▸ TASK BRIEF: Express every line of the records below as a JSON list of strings, one string per line, leaving out blank lines.

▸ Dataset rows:
— start —

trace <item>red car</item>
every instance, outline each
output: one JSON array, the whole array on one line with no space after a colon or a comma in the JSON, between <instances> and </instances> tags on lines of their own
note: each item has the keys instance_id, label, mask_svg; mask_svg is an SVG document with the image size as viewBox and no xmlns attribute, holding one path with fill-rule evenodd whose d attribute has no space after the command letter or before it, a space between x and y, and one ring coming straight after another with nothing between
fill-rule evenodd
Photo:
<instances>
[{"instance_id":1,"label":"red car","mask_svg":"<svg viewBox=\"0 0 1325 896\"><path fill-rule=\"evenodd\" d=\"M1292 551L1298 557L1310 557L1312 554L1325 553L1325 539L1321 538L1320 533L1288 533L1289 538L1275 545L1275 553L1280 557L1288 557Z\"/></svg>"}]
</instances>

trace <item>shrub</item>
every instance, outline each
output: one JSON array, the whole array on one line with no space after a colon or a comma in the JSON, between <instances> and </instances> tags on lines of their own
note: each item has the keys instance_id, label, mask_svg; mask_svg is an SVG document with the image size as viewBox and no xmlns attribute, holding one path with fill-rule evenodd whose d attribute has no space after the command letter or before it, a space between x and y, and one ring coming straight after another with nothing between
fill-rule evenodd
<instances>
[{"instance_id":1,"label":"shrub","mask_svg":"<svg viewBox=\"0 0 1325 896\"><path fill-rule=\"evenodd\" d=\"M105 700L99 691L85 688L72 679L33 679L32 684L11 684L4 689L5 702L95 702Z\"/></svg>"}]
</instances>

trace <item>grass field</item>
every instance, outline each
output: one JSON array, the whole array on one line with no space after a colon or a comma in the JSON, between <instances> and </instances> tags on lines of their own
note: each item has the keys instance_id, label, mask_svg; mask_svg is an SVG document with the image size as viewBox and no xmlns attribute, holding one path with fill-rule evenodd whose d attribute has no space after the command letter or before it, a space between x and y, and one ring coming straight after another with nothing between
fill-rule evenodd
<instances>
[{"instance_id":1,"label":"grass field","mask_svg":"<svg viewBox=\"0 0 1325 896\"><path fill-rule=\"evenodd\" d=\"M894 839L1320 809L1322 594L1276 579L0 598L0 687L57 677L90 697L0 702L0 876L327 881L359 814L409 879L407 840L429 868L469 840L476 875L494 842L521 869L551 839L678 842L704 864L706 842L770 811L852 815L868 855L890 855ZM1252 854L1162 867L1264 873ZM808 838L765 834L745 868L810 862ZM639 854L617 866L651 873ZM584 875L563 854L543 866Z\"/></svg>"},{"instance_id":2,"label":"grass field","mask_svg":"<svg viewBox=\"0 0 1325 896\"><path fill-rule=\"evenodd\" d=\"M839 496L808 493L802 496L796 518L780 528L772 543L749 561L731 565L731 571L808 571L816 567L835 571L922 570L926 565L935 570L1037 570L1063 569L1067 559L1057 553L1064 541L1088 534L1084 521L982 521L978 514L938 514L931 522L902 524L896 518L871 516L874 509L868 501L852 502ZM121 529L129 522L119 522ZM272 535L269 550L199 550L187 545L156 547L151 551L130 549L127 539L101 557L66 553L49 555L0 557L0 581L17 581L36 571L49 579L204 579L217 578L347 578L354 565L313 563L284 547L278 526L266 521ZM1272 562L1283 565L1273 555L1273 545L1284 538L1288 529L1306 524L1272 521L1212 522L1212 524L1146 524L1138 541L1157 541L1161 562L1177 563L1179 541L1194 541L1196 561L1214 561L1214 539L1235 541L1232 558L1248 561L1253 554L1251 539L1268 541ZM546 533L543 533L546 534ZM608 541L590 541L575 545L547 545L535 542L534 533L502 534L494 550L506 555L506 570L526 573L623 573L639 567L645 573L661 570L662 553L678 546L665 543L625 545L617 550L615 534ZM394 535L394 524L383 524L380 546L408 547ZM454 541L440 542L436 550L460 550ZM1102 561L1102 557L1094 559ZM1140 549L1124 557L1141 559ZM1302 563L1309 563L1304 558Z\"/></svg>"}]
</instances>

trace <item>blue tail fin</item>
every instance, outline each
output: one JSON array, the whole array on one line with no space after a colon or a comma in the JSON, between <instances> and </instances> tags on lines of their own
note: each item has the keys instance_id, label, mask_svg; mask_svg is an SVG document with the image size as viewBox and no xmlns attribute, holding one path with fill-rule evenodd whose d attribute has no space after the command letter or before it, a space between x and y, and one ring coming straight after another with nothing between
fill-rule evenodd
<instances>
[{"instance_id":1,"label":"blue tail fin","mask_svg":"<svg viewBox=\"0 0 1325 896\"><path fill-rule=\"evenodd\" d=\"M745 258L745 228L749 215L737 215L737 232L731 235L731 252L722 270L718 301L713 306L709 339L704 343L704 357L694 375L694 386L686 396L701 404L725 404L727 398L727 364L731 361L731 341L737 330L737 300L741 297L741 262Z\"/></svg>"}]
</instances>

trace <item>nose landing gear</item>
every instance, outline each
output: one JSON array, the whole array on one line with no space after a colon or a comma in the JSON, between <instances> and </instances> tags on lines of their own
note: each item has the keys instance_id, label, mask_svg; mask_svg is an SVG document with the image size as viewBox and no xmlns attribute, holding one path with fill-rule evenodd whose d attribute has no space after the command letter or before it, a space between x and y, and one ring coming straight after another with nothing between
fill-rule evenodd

— end —

▸ FINAL RESULT:
[
  "trace <item>red car</item>",
  "every instance, outline each",
  "output: one JSON array, the whole array on one line with no space after a colon or a comma in the JSON, between <instances> and </instances> tags on lines of their own",
  "note: each item has the keys instance_id, label, mask_svg; mask_svg is an SVG document with the image size as viewBox and no xmlns attribute, holding one path with fill-rule evenodd whose d attribute has no space after the command letter or before it, a space between x and y, and one ring coming straight after another with nothing between",
  "fill-rule evenodd",
  "Photo:",
  "<instances>",
  "[{\"instance_id\":1,\"label\":\"red car\",\"mask_svg\":\"<svg viewBox=\\\"0 0 1325 896\\\"><path fill-rule=\\\"evenodd\\\" d=\\\"M1292 551L1298 557L1310 557L1312 554L1325 553L1325 539L1321 538L1320 533L1288 533L1289 538L1275 545L1275 553L1280 557L1288 557Z\\\"/></svg>\"}]",
  "</instances>",
  "trace <item>shrub</item>",
  "every instance, outline each",
  "output: one JSON array, the whole array on one line with no space after a colon or a comma in the JSON, between <instances> and </instances> tags on lines of their own",
  "note: each item has the keys instance_id, label, mask_svg; mask_svg is an SVG document with the image size as viewBox and no xmlns attribute, holding one path with fill-rule evenodd whose d attribute has no space after the command letter or before it, a space between x and y, and one ring coming straight after another with nothing between",
  "fill-rule evenodd",
  "<instances>",
  "[{\"instance_id\":1,\"label\":\"shrub\",\"mask_svg\":\"<svg viewBox=\\\"0 0 1325 896\\\"><path fill-rule=\\\"evenodd\\\" d=\\\"M105 700L99 691L85 688L72 679L33 679L32 684L11 684L4 689L5 702L95 702Z\\\"/></svg>\"}]",
  "</instances>",
  "trace <item>grass field</item>",
  "every instance, outline each",
  "output: one JSON array, the whole array on one line with no space after a colon or a comma in the JSON, between <instances> and </instances> tags on lines of their own",
  "note: each item has the keys instance_id, label, mask_svg; mask_svg is an SVG document with the image size as viewBox and no xmlns attribute, holding one path with fill-rule evenodd whose d attribute has no space after the command letter or before it, a space between x and y, and one ring coming straight after another with nothing between",
  "fill-rule evenodd",
  "<instances>",
  "[{\"instance_id\":1,\"label\":\"grass field\",\"mask_svg\":\"<svg viewBox=\\\"0 0 1325 896\\\"><path fill-rule=\\\"evenodd\\\" d=\\\"M894 839L1320 809L1322 594L1276 579L0 598L0 687L57 677L90 697L0 702L0 876L327 881L359 814L409 879L407 840L429 868L469 840L476 875L494 842L521 869L551 839L678 842L704 864L706 842L770 811L852 815L868 855L890 855ZM1252 854L1162 867L1264 873ZM808 838L765 834L745 868L810 862ZM639 854L617 866L651 873ZM584 875L563 854L543 866Z\\\"/></svg>\"},{\"instance_id\":2,\"label\":\"grass field\",\"mask_svg\":\"<svg viewBox=\\\"0 0 1325 896\\\"><path fill-rule=\\\"evenodd\\\" d=\\\"M839 496L808 493L802 496L796 518L780 528L772 543L749 561L731 565L731 571L808 571L816 567L835 571L922 570L926 565L935 570L1037 570L1063 569L1067 559L1057 553L1064 541L1088 534L1084 521L982 521L978 514L938 514L931 522L902 524L896 518L871 516L874 509L868 501L852 502ZM121 529L129 522L119 522ZM272 535L269 550L199 550L187 545L156 547L151 551L130 549L127 539L101 557L66 553L49 555L0 557L0 581L17 581L36 571L49 579L204 579L217 578L347 578L354 565L313 563L284 547L278 526L266 521ZM1272 562L1283 565L1273 555L1273 545L1284 538L1288 529L1306 524L1272 521L1212 522L1212 524L1146 524L1138 541L1157 541L1161 562L1177 563L1179 541L1194 541L1196 561L1214 561L1214 539L1235 541L1232 558L1248 561L1253 554L1251 539L1268 541ZM546 533L543 533L546 534ZM608 541L590 541L575 545L547 545L535 542L534 533L502 534L494 550L506 555L506 570L526 573L623 573L639 567L645 573L661 570L662 553L678 546L665 543L625 545L617 550L615 534ZM394 535L394 524L383 524L380 546L408 547ZM454 541L440 542L436 550L460 550ZM1102 561L1102 557L1094 559ZM1140 549L1124 557L1141 559ZM1302 563L1309 563L1304 558Z\\\"/></svg>\"}]",
  "</instances>",
  "trace <item>blue tail fin</item>",
  "every instance, outline each",
  "output: one JSON array, the whole array on one line with no space after a colon or a comma in the JSON, between <instances> and </instances> tags on lines of their own",
  "note: each item has the keys instance_id, label, mask_svg; mask_svg is an SVG document with the image size as viewBox and no xmlns attribute, holding one path with fill-rule evenodd whose d attribute has no space after the command letter or before it, a space between x and y, and one ring coming straight after another with nothing between",
  "fill-rule evenodd",
  "<instances>",
  "[{\"instance_id\":1,\"label\":\"blue tail fin\",\"mask_svg\":\"<svg viewBox=\\\"0 0 1325 896\\\"><path fill-rule=\\\"evenodd\\\" d=\\\"M745 258L745 228L749 215L737 215L737 232L731 235L731 252L722 270L718 301L713 306L709 339L704 343L704 357L694 375L694 386L686 396L701 404L725 404L727 398L727 364L731 361L731 341L737 330L737 300L741 297L741 262Z\\\"/></svg>\"}]",
  "</instances>",
  "trace <item>nose landing gear</item>",
  "every instance, outline each",
  "output: one JSON array, the whole array on one line with no space after a colon or a comma in the JSON, between <instances> and </instances> tags on lines of their own",
  "note: each item has the keys instance_id, label, mask_svg; mask_svg is an SVG document with the image size as viewBox and no xmlns attribute, holding one path with fill-rule evenodd whose d attribute has no space after the command letter or before it, a space between x and y, and one ring coming straight after another with nothing between",
  "fill-rule evenodd"
]